◆ **DIRECTIONS**: Give the stretch from "So the last" through "Query Performance Optimization." of the query optimization article again, changing "article" to "post".

◆ **TEXT PASSAGE**:
[Start]
High Performance MySQL [Ch.6 | Part 1: Query Performance Optimization]

So the last article discussed chapter 5 of High Performance MySQL titled Indexing for High Performance. Today's article discusses chapter 6 titled Query Performance Optimization.

In last two chapters we discussed schema design optimization and indexing which are necessary for good performance but not solely enough as you still need to write optimized queries otherwise even with the best designed schema and indexes queries will not perform as well as expected.

This chapter starts by some general considerations for query performance, a discussion of slow queries and the things to consider first when a query is not performing well, it then moves to discuss some query execution basics and a discussion of MySQL query execution engine and optimizer and finally it discusses how to optimize some specific types of queries.

This chapter however is quite long and full of details, so to keep this article short, I will split it over 2 articles, so this is part 1.

Slow Queries

Queries are broken up into a series of tasks that have to be performed in order to execute a query, so it follows that if we want to optimize a query, i.e. make it take a smaller amount of time to execute (minimize its response time) we will have to understand which tasks it's performing and either eliminate some of those tasks, make them happen less often or make them execute faster.

In chapter 3, we discussed ways to profile a query and get a better idea about which tasks it's performing. You can understand what a query is spending time on by following the sequence diagram of the stages you get from profiling the query, where it's parsed, planned, executed and the result set is returned back to client. Execution is one of the most important stages a query passes through and the most time consuming because it involves a lot of calls to the storage engine to retrieve rows and it also includes any post-retrieval operations such as sorting and grouping.

While doing what's needed during the execution phase, there is also the incurred cost of network calls, CPU work, I/O accesses, waiting for locks, etc.
[End]
[Part of a data file]
[Start]
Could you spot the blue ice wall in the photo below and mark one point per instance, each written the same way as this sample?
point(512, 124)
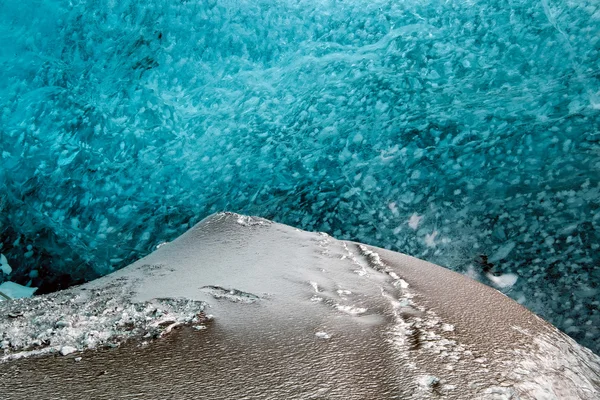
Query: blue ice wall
point(462, 132)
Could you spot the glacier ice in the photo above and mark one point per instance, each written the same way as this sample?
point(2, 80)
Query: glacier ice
point(124, 123)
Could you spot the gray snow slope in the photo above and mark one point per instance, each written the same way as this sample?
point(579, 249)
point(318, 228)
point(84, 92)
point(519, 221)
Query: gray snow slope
point(241, 307)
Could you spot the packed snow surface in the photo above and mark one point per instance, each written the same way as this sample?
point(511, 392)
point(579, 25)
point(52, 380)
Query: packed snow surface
point(464, 133)
point(293, 314)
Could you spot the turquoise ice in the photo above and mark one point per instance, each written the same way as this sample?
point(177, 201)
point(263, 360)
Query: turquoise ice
point(466, 133)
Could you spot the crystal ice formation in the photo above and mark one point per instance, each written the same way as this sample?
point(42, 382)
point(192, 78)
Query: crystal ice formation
point(122, 123)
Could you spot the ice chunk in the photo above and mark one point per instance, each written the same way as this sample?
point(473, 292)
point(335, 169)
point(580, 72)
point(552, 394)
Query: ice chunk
point(414, 221)
point(503, 252)
point(503, 281)
point(66, 350)
point(4, 266)
point(15, 291)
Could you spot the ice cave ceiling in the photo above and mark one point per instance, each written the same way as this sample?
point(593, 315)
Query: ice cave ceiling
point(466, 133)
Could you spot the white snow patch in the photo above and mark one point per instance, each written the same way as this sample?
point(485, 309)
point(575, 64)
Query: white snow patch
point(502, 252)
point(65, 350)
point(4, 266)
point(414, 221)
point(322, 335)
point(16, 291)
point(430, 239)
point(503, 281)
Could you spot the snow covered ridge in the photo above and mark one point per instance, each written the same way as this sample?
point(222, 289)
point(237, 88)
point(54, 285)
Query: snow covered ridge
point(446, 130)
point(324, 316)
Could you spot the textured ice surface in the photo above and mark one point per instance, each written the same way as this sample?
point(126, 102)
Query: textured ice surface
point(465, 133)
point(423, 331)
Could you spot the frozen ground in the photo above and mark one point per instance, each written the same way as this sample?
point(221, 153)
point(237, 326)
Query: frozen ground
point(293, 315)
point(462, 132)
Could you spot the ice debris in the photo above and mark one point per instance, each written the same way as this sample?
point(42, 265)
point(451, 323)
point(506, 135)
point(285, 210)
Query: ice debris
point(349, 118)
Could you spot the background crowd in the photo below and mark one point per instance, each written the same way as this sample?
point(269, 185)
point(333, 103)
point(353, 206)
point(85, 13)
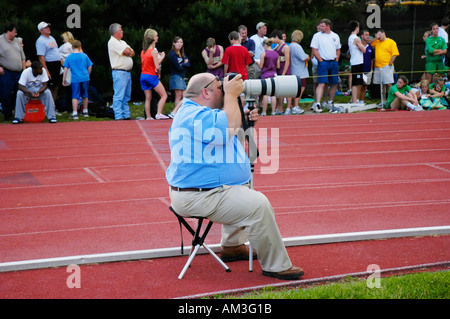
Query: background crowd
point(291, 49)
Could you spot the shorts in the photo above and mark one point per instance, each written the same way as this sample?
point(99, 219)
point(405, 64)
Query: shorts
point(433, 67)
point(328, 72)
point(314, 72)
point(148, 81)
point(384, 75)
point(367, 78)
point(80, 89)
point(357, 74)
point(176, 82)
point(55, 72)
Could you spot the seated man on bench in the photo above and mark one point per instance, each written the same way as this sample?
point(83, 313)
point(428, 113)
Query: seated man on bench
point(33, 84)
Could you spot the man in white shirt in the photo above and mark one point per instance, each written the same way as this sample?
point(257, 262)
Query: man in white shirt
point(259, 38)
point(121, 59)
point(357, 51)
point(49, 56)
point(33, 84)
point(326, 47)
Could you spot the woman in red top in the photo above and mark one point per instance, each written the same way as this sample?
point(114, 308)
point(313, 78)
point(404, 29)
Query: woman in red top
point(151, 73)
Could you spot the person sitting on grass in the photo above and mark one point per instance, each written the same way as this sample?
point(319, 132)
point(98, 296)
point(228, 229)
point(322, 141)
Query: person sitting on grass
point(437, 92)
point(400, 96)
point(427, 99)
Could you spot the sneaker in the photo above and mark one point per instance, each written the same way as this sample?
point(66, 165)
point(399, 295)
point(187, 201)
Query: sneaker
point(230, 254)
point(161, 117)
point(317, 108)
point(290, 274)
point(297, 110)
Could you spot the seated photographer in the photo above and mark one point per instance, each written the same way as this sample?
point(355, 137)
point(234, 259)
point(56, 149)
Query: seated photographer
point(210, 171)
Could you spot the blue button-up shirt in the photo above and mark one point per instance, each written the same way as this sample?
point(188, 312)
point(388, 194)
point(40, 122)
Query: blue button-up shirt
point(202, 153)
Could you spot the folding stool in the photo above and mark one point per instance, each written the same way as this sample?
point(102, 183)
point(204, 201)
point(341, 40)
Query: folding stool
point(198, 240)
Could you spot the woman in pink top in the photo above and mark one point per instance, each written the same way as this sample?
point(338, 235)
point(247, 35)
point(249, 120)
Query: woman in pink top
point(151, 73)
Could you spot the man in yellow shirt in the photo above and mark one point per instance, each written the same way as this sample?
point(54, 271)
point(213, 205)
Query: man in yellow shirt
point(386, 52)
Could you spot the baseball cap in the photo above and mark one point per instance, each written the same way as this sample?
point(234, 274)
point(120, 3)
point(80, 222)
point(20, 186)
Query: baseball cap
point(43, 25)
point(260, 25)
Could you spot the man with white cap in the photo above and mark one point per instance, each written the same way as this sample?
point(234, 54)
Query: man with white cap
point(259, 38)
point(48, 54)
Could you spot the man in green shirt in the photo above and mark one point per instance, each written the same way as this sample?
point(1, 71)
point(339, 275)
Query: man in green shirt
point(435, 50)
point(400, 96)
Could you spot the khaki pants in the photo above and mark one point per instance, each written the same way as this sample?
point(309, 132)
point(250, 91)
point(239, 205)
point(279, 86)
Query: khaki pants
point(244, 213)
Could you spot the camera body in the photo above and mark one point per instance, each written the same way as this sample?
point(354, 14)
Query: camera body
point(278, 86)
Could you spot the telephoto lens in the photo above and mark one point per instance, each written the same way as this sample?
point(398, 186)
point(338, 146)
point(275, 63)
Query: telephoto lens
point(278, 86)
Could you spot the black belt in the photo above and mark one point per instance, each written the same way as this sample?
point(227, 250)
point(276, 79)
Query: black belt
point(191, 189)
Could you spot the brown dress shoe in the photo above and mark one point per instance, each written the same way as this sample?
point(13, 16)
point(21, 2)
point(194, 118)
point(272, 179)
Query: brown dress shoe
point(290, 274)
point(229, 254)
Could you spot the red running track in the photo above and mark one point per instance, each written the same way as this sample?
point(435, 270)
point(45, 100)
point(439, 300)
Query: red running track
point(98, 187)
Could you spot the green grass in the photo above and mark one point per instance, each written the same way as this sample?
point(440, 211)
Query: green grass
point(426, 285)
point(137, 110)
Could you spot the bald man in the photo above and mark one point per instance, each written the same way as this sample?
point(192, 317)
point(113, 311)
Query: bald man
point(209, 175)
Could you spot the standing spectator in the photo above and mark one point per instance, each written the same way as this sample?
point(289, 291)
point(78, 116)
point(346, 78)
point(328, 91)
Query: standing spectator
point(368, 64)
point(151, 72)
point(212, 55)
point(443, 34)
point(285, 67)
point(269, 63)
point(121, 60)
point(357, 51)
point(33, 84)
point(236, 58)
point(386, 52)
point(65, 49)
point(259, 38)
point(48, 54)
point(12, 63)
point(81, 67)
point(178, 64)
point(254, 72)
point(326, 47)
point(435, 50)
point(299, 67)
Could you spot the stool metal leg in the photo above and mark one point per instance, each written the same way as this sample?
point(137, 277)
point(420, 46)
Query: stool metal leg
point(191, 257)
point(250, 258)
point(194, 252)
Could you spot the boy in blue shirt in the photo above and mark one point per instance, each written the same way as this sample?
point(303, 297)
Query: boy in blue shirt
point(80, 66)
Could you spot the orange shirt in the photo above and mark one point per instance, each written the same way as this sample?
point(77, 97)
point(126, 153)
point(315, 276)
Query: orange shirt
point(148, 63)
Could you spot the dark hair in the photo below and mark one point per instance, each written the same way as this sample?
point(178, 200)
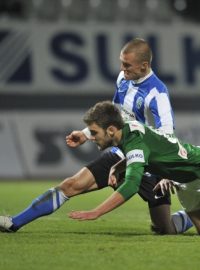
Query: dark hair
point(104, 114)
point(140, 47)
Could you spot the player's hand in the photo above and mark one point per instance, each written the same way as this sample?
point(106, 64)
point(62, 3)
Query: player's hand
point(112, 179)
point(76, 138)
point(165, 186)
point(84, 215)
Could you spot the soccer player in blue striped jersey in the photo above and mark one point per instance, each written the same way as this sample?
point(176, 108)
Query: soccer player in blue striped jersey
point(145, 149)
point(138, 93)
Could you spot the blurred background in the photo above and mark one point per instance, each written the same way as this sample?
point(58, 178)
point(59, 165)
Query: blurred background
point(59, 57)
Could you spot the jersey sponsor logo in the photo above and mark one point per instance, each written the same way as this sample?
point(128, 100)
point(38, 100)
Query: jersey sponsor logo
point(135, 125)
point(139, 102)
point(117, 151)
point(126, 115)
point(136, 155)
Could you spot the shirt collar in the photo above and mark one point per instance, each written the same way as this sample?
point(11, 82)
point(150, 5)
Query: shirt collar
point(143, 78)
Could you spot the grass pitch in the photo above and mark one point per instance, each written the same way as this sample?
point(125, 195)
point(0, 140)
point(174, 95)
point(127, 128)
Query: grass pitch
point(119, 240)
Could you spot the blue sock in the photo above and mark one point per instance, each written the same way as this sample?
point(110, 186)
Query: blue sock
point(181, 221)
point(43, 205)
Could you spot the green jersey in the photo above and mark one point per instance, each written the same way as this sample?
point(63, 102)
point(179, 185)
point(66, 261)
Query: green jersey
point(148, 150)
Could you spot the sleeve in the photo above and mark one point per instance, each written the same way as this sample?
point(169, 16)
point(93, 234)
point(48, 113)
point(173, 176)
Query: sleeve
point(132, 181)
point(137, 159)
point(116, 96)
point(160, 107)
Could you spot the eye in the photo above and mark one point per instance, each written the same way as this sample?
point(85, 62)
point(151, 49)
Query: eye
point(93, 132)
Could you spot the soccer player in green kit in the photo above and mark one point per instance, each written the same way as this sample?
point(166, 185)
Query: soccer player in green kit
point(146, 150)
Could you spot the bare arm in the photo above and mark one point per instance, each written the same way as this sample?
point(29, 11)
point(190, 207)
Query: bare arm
point(115, 200)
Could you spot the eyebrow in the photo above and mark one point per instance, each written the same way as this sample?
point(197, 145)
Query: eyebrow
point(93, 132)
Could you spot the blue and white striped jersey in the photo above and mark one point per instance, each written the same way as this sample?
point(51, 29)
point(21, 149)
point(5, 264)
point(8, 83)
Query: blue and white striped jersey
point(144, 99)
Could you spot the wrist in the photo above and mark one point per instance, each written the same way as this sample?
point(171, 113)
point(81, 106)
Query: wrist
point(86, 132)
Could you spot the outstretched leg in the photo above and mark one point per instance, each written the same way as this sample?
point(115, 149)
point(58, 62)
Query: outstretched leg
point(51, 200)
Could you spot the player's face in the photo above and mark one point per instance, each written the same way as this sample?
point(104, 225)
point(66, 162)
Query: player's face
point(132, 67)
point(100, 136)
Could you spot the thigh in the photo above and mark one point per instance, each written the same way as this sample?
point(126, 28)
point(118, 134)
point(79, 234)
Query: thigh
point(83, 181)
point(146, 191)
point(100, 167)
point(195, 217)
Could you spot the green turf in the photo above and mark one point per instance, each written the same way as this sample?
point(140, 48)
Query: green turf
point(119, 240)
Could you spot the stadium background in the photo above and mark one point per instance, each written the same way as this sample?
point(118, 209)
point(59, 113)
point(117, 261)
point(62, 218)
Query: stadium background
point(59, 57)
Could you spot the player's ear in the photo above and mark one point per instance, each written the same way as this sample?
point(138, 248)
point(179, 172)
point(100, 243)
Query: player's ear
point(144, 66)
point(111, 130)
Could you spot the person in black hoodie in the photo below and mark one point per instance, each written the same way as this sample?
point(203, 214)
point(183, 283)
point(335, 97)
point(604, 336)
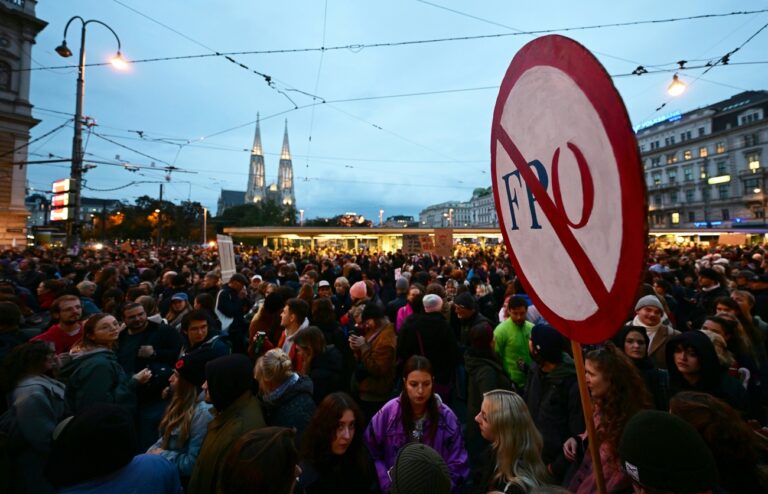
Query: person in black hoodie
point(321, 362)
point(428, 334)
point(693, 366)
point(634, 342)
point(552, 396)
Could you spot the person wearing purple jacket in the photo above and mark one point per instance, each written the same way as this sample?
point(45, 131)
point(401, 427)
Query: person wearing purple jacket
point(417, 415)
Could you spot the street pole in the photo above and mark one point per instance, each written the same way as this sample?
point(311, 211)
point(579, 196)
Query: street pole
point(205, 225)
point(76, 171)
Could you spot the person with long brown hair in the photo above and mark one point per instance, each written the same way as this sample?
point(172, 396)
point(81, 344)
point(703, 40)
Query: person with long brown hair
point(185, 422)
point(417, 415)
point(93, 374)
point(333, 457)
point(618, 392)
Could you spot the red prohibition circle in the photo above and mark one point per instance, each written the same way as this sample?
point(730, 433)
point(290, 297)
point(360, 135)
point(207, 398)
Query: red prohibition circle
point(614, 304)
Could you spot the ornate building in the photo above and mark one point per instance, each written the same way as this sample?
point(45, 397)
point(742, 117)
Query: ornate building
point(18, 28)
point(280, 192)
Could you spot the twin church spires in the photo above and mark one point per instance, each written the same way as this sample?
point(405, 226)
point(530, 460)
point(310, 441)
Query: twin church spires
point(280, 192)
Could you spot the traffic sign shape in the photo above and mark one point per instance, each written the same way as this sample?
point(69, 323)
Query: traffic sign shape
point(569, 188)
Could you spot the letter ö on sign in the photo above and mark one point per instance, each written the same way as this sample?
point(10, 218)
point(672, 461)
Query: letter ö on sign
point(512, 194)
point(588, 189)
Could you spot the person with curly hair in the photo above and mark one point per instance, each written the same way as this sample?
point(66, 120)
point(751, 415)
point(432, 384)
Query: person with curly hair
point(513, 463)
point(333, 457)
point(618, 392)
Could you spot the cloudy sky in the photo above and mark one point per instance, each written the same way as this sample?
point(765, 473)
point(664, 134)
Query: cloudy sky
point(395, 126)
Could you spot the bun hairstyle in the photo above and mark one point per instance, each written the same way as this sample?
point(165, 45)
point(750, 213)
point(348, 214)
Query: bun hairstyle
point(274, 367)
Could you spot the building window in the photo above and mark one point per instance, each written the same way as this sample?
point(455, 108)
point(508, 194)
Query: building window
point(722, 167)
point(722, 191)
point(753, 161)
point(672, 158)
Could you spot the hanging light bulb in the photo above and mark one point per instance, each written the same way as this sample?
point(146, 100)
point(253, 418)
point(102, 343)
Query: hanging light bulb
point(677, 87)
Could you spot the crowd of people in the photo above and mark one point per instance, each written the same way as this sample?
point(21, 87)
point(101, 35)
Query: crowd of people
point(127, 369)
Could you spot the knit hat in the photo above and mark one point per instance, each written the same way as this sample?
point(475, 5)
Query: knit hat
point(358, 290)
point(547, 342)
point(98, 441)
point(419, 468)
point(401, 285)
point(239, 278)
point(465, 300)
point(649, 300)
point(191, 366)
point(432, 303)
point(663, 452)
point(373, 310)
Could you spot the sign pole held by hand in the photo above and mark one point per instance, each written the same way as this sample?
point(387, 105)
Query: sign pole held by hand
point(570, 195)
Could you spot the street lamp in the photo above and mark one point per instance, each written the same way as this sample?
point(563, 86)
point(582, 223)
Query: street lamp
point(76, 171)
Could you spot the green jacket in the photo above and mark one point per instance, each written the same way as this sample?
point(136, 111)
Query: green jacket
point(244, 415)
point(511, 343)
point(95, 376)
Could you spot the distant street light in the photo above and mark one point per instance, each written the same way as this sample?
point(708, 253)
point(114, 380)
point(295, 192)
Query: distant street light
point(76, 171)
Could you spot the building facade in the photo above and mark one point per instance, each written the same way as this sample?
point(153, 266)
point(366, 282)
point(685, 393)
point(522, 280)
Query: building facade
point(280, 192)
point(705, 168)
point(18, 28)
point(480, 210)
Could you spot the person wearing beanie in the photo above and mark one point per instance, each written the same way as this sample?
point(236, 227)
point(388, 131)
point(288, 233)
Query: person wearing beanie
point(552, 396)
point(228, 386)
point(401, 290)
point(511, 341)
point(185, 423)
point(649, 313)
point(374, 351)
point(711, 287)
point(419, 469)
point(94, 452)
point(428, 334)
point(693, 365)
point(663, 453)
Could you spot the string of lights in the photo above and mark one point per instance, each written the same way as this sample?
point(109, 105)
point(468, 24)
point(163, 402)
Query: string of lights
point(361, 46)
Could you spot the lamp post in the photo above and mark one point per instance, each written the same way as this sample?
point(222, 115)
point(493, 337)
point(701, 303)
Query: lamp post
point(76, 171)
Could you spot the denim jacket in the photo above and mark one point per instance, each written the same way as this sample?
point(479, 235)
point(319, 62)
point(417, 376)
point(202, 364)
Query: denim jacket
point(184, 458)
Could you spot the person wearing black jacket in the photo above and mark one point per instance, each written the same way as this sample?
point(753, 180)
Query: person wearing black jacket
point(427, 334)
point(552, 396)
point(146, 344)
point(634, 342)
point(232, 303)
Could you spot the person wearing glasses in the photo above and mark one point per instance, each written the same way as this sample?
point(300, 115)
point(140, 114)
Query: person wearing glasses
point(417, 415)
point(512, 463)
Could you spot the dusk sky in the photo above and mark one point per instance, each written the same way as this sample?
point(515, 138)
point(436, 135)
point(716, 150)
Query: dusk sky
point(373, 151)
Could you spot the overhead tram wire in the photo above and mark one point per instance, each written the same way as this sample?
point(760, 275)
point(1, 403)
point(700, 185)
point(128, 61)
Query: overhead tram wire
point(361, 46)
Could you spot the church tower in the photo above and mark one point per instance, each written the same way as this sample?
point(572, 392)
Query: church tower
point(285, 173)
point(256, 191)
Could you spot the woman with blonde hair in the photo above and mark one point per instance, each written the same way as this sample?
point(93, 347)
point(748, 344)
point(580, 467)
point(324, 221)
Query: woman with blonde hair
point(513, 461)
point(285, 395)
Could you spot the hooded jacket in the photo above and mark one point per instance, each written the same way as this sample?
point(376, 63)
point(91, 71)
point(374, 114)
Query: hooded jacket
point(291, 404)
point(712, 379)
point(237, 412)
point(385, 436)
point(95, 376)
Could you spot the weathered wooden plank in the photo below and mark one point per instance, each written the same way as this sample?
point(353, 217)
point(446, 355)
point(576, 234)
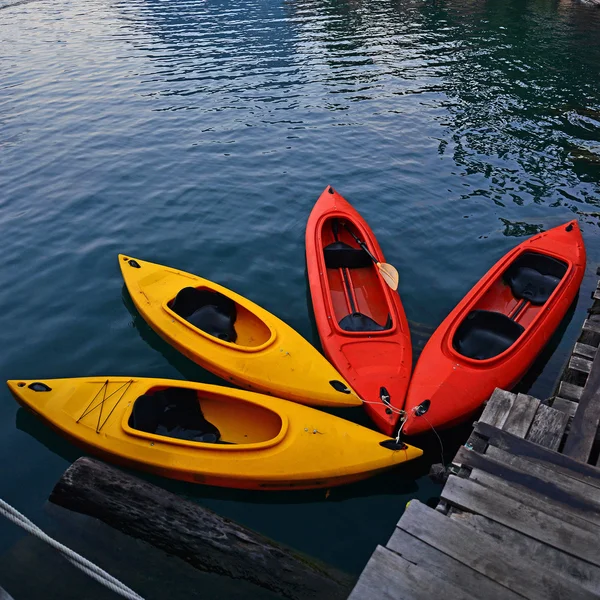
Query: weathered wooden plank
[End]
◆ **SOLUTION TO THE EXERCISE**:
So the last post discussed chapter 5 of High Performance MySQL titled Indexing for High Performance. Today's post discusses chapter 6 titled Query Performance Optimization.